WHAT IS ASKED
Copy out the data below, switching every "planogram image" to "shelf photo" and keeping everything else the same. Leave the pictures out of your copy.

** start of INPUT DATA **

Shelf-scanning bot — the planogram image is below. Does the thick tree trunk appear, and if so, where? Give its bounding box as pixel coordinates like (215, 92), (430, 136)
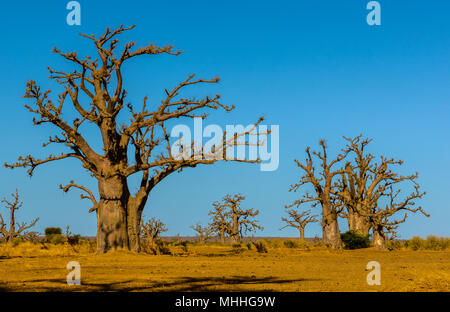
(322, 202), (342, 249)
(220, 230), (225, 245)
(97, 176), (130, 253)
(373, 229), (386, 250)
(347, 209), (370, 236)
(231, 216), (241, 243)
(127, 193), (148, 252)
(298, 228), (305, 241)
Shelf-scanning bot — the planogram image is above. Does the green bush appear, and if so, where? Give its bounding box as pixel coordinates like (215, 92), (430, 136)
(253, 241), (267, 253)
(406, 236), (425, 250)
(152, 239), (171, 255)
(405, 235), (450, 250)
(283, 239), (298, 248)
(45, 227), (62, 236)
(67, 234), (81, 246)
(11, 237), (22, 247)
(386, 240), (404, 251)
(44, 234), (66, 245)
(341, 230), (370, 249)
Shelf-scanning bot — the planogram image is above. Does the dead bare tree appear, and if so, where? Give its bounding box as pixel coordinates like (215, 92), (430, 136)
(214, 194), (264, 243)
(5, 26), (263, 253)
(286, 140), (348, 249)
(141, 217), (167, 248)
(0, 190), (39, 243)
(208, 202), (229, 245)
(334, 135), (426, 244)
(280, 209), (319, 241)
(190, 222), (213, 244)
(366, 184), (430, 250)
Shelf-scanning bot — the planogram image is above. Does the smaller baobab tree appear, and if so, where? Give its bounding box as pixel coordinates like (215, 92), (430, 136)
(286, 140), (348, 249)
(141, 217), (167, 248)
(214, 194), (264, 243)
(190, 222), (213, 244)
(280, 209), (319, 241)
(366, 184), (430, 250)
(0, 190), (39, 243)
(208, 202), (229, 245)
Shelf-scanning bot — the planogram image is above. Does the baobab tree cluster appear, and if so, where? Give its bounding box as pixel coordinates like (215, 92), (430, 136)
(0, 26), (427, 253)
(192, 194), (264, 244)
(285, 135), (428, 249)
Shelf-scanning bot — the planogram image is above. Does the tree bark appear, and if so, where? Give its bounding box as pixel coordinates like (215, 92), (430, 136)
(373, 225), (386, 250)
(298, 228), (305, 241)
(347, 208), (370, 236)
(220, 230), (225, 245)
(97, 176), (130, 253)
(127, 192), (148, 252)
(231, 215), (241, 243)
(322, 202), (342, 249)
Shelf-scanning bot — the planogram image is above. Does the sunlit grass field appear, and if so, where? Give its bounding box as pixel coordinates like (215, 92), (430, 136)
(0, 242), (450, 292)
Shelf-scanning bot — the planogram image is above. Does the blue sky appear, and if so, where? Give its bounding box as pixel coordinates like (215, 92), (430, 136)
(0, 0), (450, 238)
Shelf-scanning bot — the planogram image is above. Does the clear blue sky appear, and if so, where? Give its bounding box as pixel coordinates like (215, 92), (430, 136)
(0, 0), (450, 238)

** end of INPUT DATA **

TASK OUTPUT
Shelf-scanning bot — the shelf photo is below. Does the thick tree trunk appear, and if so, where? Give its bounding box as pixel coordinates like (215, 92), (430, 136)
(322, 202), (342, 249)
(220, 230), (225, 245)
(97, 176), (130, 253)
(373, 229), (386, 250)
(347, 209), (370, 236)
(231, 216), (241, 243)
(127, 193), (148, 252)
(298, 228), (305, 241)
Shelf-scanning bot — the shelf photo is above. Does the green bush appear, and if so, where? Give its bounding box as pixel coordinates like (215, 92), (430, 136)
(253, 241), (267, 253)
(406, 236), (425, 250)
(152, 239), (171, 255)
(405, 235), (450, 250)
(283, 239), (298, 248)
(45, 227), (62, 236)
(67, 234), (81, 246)
(11, 237), (22, 247)
(386, 240), (404, 251)
(44, 234), (66, 245)
(341, 230), (370, 249)
Shelf-scanning bot — the shelf photo is above. Does the dead bare tree appear, and if so, where? Give its bounding box as pixel coordinates like (215, 92), (430, 136)
(214, 194), (264, 243)
(5, 26), (263, 253)
(286, 140), (348, 249)
(141, 217), (167, 248)
(0, 190), (39, 243)
(208, 202), (229, 245)
(334, 135), (426, 244)
(280, 209), (319, 241)
(190, 222), (213, 244)
(366, 184), (430, 250)
Shelf-scanning bot — the shelf photo is above. Does the smaller baobab tree appear, and if so, where? Give its bounding box as pixel coordinates like (215, 92), (430, 136)
(286, 140), (348, 249)
(141, 217), (167, 248)
(214, 194), (264, 243)
(190, 222), (213, 244)
(280, 209), (319, 241)
(366, 184), (430, 250)
(0, 190), (39, 243)
(208, 202), (229, 245)
Shelf-scanning bot — the shelf photo is above. Does the baobab tree cluster appear, and if so, where? Give its bounding box as pixel coordinates like (215, 92), (430, 136)
(0, 26), (427, 253)
(192, 194), (264, 244)
(285, 135), (428, 249)
Shelf-scanning bot — the shelf photo is above. Does the tree bark appear, and if so, where? Give its bounding box as pixel coordinates like (215, 92), (430, 136)
(373, 225), (386, 250)
(298, 228), (305, 241)
(347, 208), (370, 236)
(220, 230), (225, 245)
(97, 176), (130, 253)
(127, 192), (148, 252)
(231, 215), (241, 243)
(322, 202), (342, 249)
Shelf-scanning bot — the shelf photo is above. Does the sunlit grass field appear, and if so, where? Give its bounding box as pixel coordinates like (215, 92), (430, 136)
(0, 242), (450, 292)
Shelf-scanning bot — the shelf photo is above. Does the blue sky appear, and if so, where? Give its bounding box as pixel coordinates like (215, 92), (430, 136)
(0, 0), (450, 238)
Shelf-scanning bot — the shelf photo is above. Does the clear blue sky appear, and if so, where? Give its bounding box as pixel coordinates like (215, 92), (430, 136)
(0, 0), (450, 238)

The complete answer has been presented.